SOURCE PASSAGE:

* Begin *

Sunday, June 11, 2017

OPINION Academe, angels, athletes? | NWADG

What about Bob?
He is the academic dean at Ecclesia College.


OPINION Academe, angels, athletes? | NWADG:



"Ecclesia College has stepped from obscurity into the public spotlight of late, raising relevant questions about that tiny Springdale institution.

It's not often that two former Arkansas legislators, a college president and a business consultant are federally indicted on public corruption charges involving a kickback scheme using tax-supported General Improvement Fund grants.

As those criminal charges make their way through the court, I've become interested in the nature and purpose of this private, four-year college that suddenly is calling itself a church. But if it has been a church since founding in 1975 (Ecclesia's attorneys now argue) why does the sign say "Ecclesia College," rather than Tabernacle?

Why (pray tell) is Ecclesia accredited by the Association for Biblical Higher Education, complete with boards of regents and directors, while also offering at least a dozen collegiate undergraduate and graduate majors at semester tuition reported at some $7,125 for 12 credit hours?

Joey McCutchen and Chip Sexton of Fort Smith, attorneys for Jim Parsons, a former Ecclesia board member and instructor between 2005 and 2015, have been using Freedom of Information Act requests in their attempt to acquire records that explain how the college spent hundreds of thousands of tax dollars. But a judge has sealed those records. College attorneys are arguing Ecclesia is exempt from such requests because (in some alternate universe) it's actually a private church.

But if it's always been a church posing as a college, should it then legally have received tax-funded grants?

There are other questions that strike me and others as relevant.

For instance, with current enrollment listed at 209 in the Student Information System tables, the college website says Ecclesia College has an athletic director and assistant athletic director with 11 coaches overseeing seven separate men's and women's sports teams. They range from baseball to softball, basketball and soccer. To fill that many rosters on various Ecclesia Royals teams, what percentage of the small student body does not participate in Ecclesia athletics? And where does the money come from to support scholarships, uniforms, travel, meals, lodging, equipment and other expenses?

* End *

DATA SHOWN:
* Begin *

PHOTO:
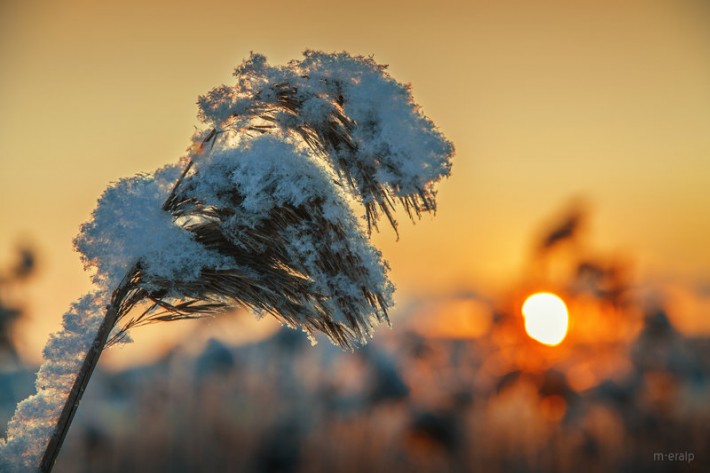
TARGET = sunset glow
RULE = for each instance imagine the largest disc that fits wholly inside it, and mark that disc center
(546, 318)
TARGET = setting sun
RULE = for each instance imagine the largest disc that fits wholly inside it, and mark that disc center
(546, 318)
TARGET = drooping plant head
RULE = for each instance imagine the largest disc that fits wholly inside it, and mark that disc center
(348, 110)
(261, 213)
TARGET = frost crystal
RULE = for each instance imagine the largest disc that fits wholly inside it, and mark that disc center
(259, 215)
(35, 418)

* End *
* Begin *

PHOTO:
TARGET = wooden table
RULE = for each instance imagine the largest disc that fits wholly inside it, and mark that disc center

* End *
* Begin *

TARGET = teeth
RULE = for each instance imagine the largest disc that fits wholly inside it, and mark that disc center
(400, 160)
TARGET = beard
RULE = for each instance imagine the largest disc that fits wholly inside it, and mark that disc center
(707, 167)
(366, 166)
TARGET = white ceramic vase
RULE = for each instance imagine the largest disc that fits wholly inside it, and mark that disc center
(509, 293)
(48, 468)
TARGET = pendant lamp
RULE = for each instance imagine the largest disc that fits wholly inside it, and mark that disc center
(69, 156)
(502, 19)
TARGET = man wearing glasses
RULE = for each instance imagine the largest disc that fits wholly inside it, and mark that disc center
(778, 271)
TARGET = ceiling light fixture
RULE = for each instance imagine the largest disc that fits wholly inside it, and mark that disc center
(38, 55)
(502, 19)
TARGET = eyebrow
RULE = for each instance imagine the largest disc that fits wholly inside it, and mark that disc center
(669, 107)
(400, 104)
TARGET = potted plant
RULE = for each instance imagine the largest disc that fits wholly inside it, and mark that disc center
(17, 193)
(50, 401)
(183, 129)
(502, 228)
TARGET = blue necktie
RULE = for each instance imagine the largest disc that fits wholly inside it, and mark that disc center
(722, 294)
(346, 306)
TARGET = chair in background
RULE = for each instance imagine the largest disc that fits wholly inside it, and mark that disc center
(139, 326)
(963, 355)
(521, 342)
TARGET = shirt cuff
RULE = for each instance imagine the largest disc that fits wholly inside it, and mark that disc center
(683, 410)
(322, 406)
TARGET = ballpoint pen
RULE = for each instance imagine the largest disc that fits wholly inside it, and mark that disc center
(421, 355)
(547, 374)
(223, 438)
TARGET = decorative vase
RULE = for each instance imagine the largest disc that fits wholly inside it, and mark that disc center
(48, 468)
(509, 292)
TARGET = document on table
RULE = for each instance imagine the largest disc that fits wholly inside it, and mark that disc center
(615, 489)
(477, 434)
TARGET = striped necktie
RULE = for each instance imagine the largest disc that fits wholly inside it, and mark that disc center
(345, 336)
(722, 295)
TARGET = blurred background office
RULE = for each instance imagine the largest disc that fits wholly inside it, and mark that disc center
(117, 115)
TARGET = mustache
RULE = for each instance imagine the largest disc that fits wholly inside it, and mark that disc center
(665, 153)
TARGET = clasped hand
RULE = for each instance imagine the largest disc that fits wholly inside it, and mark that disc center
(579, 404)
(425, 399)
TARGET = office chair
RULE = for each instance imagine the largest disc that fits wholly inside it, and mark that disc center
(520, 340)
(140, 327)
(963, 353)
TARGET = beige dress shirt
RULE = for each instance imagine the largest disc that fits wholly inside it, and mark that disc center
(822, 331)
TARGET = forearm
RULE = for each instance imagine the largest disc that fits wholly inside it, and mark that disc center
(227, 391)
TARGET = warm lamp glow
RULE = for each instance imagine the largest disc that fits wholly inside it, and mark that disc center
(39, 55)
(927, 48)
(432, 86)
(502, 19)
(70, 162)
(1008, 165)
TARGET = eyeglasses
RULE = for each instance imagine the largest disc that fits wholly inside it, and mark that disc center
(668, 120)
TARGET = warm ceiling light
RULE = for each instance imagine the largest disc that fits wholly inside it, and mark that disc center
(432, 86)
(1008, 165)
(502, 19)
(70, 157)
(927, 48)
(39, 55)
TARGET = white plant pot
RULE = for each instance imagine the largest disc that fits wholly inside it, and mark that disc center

* End *

STATED EXERCISE:
Answer these questions from the opinion piece on Ecclesia College:
(a) In what year was the college founded?
(b) Which association accredits the college?
(c) What current enrollment figure appears in the Student Information System tables?
The items play no part in what comes next.

SOLUTION TO THIS PROBLEM:
(a) 1975
(b) The Association for Biblical Higher Education
(c) 209